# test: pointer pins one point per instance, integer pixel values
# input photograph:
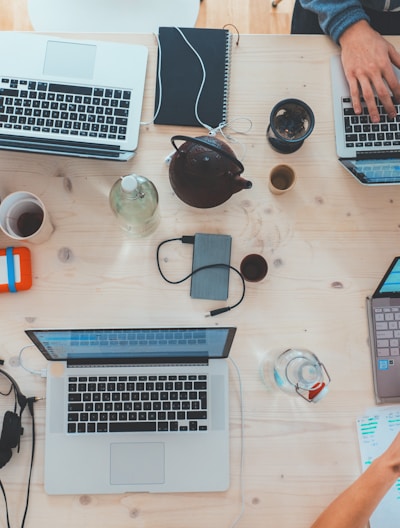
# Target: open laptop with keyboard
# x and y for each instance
(369, 151)
(136, 409)
(383, 309)
(78, 98)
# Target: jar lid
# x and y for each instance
(129, 183)
(318, 392)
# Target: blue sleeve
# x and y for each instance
(336, 16)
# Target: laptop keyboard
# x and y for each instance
(387, 326)
(108, 404)
(361, 133)
(67, 110)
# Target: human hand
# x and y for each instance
(368, 61)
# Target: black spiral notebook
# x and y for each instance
(182, 76)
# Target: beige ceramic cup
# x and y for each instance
(23, 216)
(282, 178)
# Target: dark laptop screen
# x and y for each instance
(136, 344)
(390, 284)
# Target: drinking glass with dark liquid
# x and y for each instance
(29, 222)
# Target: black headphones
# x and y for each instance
(12, 429)
(11, 433)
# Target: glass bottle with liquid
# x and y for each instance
(299, 371)
(134, 201)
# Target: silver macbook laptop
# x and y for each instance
(369, 151)
(77, 98)
(136, 409)
(384, 331)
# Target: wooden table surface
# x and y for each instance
(327, 243)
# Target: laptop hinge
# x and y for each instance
(378, 154)
(67, 148)
(140, 362)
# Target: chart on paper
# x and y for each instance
(376, 430)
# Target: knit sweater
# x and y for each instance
(335, 16)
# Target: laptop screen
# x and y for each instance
(145, 344)
(390, 284)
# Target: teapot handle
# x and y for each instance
(210, 146)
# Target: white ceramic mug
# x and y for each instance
(23, 216)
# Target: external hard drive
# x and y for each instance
(212, 283)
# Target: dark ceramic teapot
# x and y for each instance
(204, 171)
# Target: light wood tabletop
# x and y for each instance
(328, 241)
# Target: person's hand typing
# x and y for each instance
(368, 61)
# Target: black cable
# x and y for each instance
(5, 500)
(186, 239)
(30, 402)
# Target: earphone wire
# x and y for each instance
(211, 130)
(241, 463)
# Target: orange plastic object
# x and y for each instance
(15, 269)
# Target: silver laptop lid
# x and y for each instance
(79, 98)
(369, 151)
(133, 346)
(383, 309)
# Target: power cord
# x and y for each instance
(240, 515)
(189, 239)
(42, 372)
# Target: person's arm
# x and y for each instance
(367, 60)
(353, 507)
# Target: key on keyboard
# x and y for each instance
(387, 327)
(137, 403)
(361, 133)
(32, 107)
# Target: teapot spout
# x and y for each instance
(240, 183)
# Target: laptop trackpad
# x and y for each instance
(137, 463)
(69, 59)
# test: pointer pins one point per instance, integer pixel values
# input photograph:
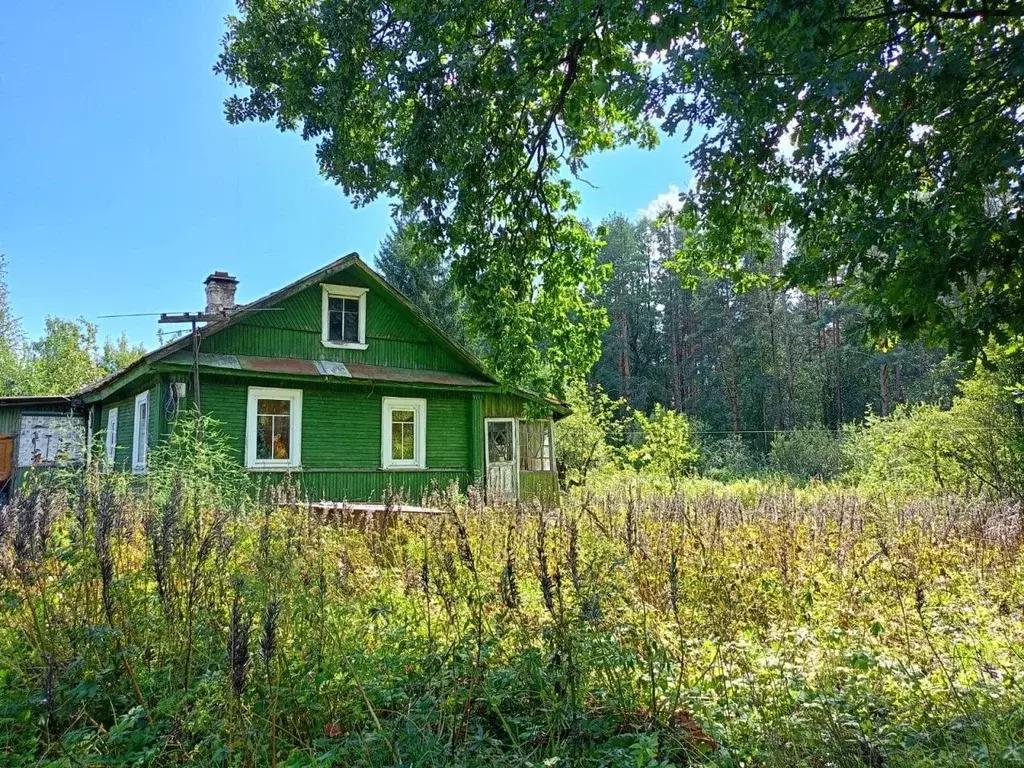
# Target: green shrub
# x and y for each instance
(806, 455)
(974, 448)
(667, 445)
(588, 437)
(729, 458)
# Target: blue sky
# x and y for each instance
(122, 185)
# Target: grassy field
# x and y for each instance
(722, 626)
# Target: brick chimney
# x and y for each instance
(220, 293)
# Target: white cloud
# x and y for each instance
(656, 207)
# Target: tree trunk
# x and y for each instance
(884, 386)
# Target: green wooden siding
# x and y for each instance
(10, 424)
(540, 485)
(126, 423)
(10, 419)
(394, 336)
(341, 425)
(372, 485)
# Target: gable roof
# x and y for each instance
(98, 389)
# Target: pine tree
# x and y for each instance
(423, 275)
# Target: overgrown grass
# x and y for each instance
(176, 620)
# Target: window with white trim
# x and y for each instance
(140, 437)
(111, 446)
(343, 322)
(536, 454)
(273, 428)
(403, 433)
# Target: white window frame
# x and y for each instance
(419, 407)
(294, 438)
(111, 444)
(342, 292)
(140, 439)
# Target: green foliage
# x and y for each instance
(64, 359)
(728, 458)
(807, 454)
(726, 626)
(117, 356)
(667, 446)
(754, 361)
(459, 113)
(424, 276)
(974, 446)
(588, 438)
(476, 117)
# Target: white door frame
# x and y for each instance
(515, 454)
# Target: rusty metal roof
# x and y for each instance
(330, 369)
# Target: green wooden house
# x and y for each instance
(336, 380)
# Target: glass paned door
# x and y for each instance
(502, 470)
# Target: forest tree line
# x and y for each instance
(744, 357)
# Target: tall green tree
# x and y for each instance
(424, 275)
(886, 133)
(118, 355)
(65, 359)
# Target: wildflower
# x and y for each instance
(238, 648)
(268, 642)
(509, 587)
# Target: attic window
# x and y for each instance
(343, 324)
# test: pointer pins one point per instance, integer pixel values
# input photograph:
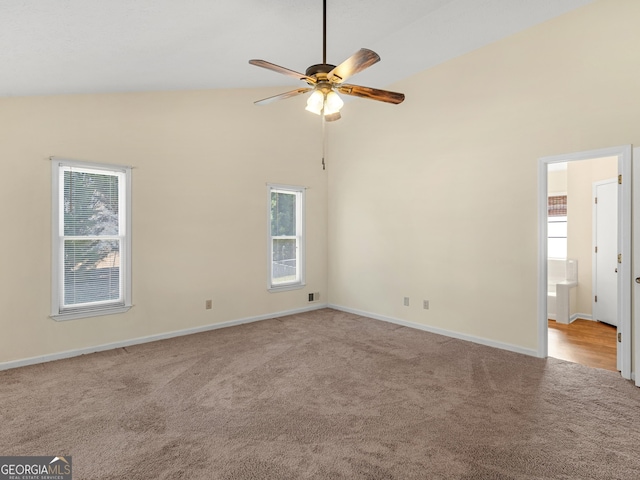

■ The task
Pull out every line above that contains the word "ceramic", matching case exactly.

■ Solution for this problem
# Target: beige ceramic cup
# Target: white ceramic mug
# Target: dark ceramic teapot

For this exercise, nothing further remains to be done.